··· Supplied data

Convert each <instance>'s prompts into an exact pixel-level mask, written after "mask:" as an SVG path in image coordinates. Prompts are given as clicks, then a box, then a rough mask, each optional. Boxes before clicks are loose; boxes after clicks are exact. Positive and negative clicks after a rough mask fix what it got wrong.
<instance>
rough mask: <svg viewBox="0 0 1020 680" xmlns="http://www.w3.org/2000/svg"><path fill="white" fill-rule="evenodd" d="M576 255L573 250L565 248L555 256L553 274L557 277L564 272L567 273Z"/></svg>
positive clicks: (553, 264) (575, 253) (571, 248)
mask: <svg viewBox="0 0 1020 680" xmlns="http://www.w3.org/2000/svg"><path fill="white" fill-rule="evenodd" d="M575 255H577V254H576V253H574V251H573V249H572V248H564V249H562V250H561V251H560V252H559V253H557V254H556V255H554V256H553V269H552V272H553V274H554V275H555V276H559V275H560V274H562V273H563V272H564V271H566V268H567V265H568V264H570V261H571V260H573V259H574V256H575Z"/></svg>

······
··· Supplied data

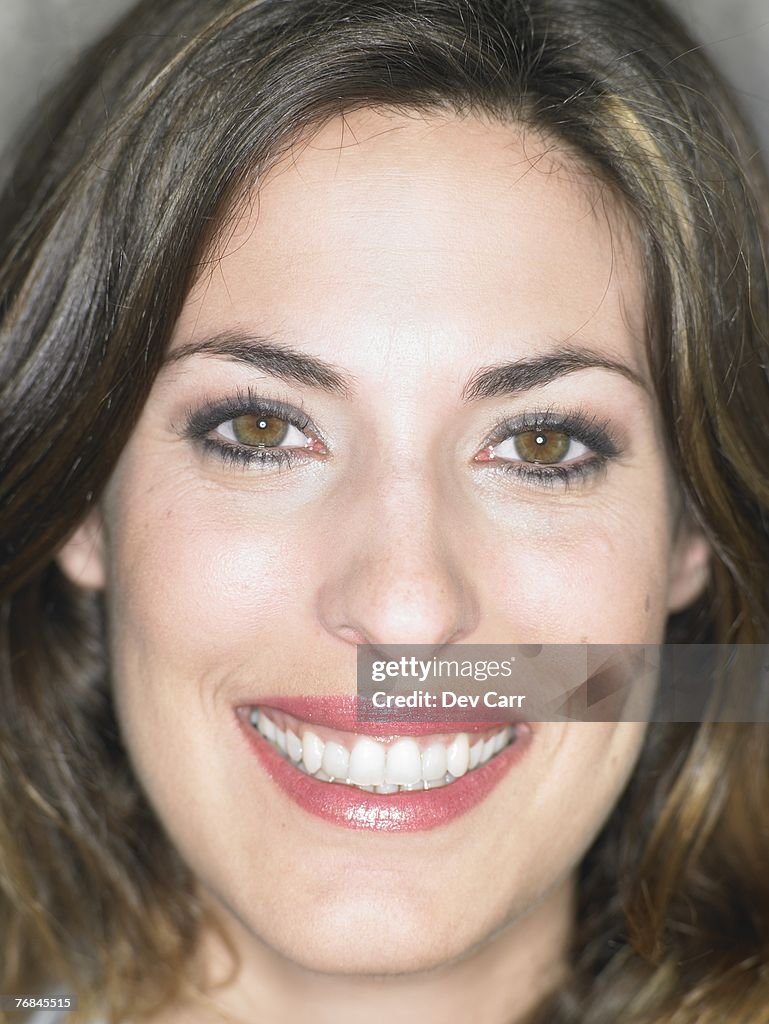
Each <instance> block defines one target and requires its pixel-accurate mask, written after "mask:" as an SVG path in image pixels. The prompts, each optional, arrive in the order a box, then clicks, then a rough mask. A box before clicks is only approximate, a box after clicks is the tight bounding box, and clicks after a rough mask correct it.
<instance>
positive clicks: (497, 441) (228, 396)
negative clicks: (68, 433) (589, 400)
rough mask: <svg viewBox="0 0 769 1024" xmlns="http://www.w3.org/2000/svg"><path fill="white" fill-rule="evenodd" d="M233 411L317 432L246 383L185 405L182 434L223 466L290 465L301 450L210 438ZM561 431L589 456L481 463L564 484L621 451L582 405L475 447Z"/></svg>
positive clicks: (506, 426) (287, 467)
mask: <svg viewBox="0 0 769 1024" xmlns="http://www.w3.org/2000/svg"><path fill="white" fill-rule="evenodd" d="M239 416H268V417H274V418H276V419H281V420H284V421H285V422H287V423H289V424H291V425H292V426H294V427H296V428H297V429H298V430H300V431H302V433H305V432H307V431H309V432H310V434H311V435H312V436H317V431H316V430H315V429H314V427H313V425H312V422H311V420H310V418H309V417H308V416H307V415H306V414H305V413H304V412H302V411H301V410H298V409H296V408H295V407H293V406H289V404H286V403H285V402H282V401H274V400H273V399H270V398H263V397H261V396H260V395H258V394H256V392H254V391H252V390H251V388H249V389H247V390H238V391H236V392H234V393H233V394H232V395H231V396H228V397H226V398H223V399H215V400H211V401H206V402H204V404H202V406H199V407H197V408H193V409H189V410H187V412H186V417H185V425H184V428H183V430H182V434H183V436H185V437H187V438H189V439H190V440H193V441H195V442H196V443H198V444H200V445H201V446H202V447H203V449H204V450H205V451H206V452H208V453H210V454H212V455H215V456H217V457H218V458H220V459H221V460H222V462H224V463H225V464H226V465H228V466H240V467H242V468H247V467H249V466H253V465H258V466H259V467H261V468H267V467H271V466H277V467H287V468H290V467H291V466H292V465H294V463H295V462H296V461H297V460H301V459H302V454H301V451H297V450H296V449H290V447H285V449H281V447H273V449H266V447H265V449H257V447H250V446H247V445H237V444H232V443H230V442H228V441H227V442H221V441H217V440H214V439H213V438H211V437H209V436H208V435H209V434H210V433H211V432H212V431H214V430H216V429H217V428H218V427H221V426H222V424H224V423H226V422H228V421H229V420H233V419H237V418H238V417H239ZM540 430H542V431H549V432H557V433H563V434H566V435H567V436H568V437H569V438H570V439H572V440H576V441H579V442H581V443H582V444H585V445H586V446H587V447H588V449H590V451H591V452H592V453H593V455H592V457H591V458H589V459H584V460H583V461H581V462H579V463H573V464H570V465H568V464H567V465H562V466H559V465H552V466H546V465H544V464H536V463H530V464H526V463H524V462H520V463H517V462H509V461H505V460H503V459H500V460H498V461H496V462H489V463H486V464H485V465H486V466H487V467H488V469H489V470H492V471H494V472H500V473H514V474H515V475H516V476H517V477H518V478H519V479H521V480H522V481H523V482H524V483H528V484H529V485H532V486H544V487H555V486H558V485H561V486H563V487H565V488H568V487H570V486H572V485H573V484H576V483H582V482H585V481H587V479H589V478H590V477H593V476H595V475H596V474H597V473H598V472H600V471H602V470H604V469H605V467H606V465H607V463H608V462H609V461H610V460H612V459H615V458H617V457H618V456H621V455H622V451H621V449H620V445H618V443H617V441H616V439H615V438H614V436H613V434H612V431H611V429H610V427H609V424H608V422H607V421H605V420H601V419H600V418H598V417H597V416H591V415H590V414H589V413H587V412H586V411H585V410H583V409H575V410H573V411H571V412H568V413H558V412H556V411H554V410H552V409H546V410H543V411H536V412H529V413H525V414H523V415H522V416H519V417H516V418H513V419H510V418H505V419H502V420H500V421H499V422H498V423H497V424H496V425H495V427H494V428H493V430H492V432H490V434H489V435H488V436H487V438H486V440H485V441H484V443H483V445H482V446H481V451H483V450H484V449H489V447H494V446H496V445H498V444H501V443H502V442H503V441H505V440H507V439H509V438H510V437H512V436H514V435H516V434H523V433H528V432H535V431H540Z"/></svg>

······
··· Supplied data

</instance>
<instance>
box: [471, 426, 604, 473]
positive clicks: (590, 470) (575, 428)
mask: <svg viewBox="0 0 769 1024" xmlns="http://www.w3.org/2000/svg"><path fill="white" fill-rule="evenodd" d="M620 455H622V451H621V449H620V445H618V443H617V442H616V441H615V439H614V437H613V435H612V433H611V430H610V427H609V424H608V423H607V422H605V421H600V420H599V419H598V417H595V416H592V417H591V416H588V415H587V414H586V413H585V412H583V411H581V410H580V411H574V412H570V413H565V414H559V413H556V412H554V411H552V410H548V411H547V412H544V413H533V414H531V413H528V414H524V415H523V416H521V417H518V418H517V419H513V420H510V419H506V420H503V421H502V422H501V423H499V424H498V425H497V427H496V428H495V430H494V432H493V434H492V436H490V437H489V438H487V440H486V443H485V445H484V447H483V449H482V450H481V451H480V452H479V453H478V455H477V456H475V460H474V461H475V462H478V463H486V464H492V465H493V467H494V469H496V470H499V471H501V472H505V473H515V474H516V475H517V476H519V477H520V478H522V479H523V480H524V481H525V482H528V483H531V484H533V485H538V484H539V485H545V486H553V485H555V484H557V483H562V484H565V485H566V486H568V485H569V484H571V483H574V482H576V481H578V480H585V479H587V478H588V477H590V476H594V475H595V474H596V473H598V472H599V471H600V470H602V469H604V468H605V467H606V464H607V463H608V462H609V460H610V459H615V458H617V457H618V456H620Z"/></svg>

······

## About this task:
Retype the lines of the listing from the line with "</instance>" up to and including the line with "positive clicks: (590, 470) (575, 428)".

## Final answer:
</instance>
<instance>
box: [471, 426, 604, 473]
positive clicks: (590, 470) (575, 428)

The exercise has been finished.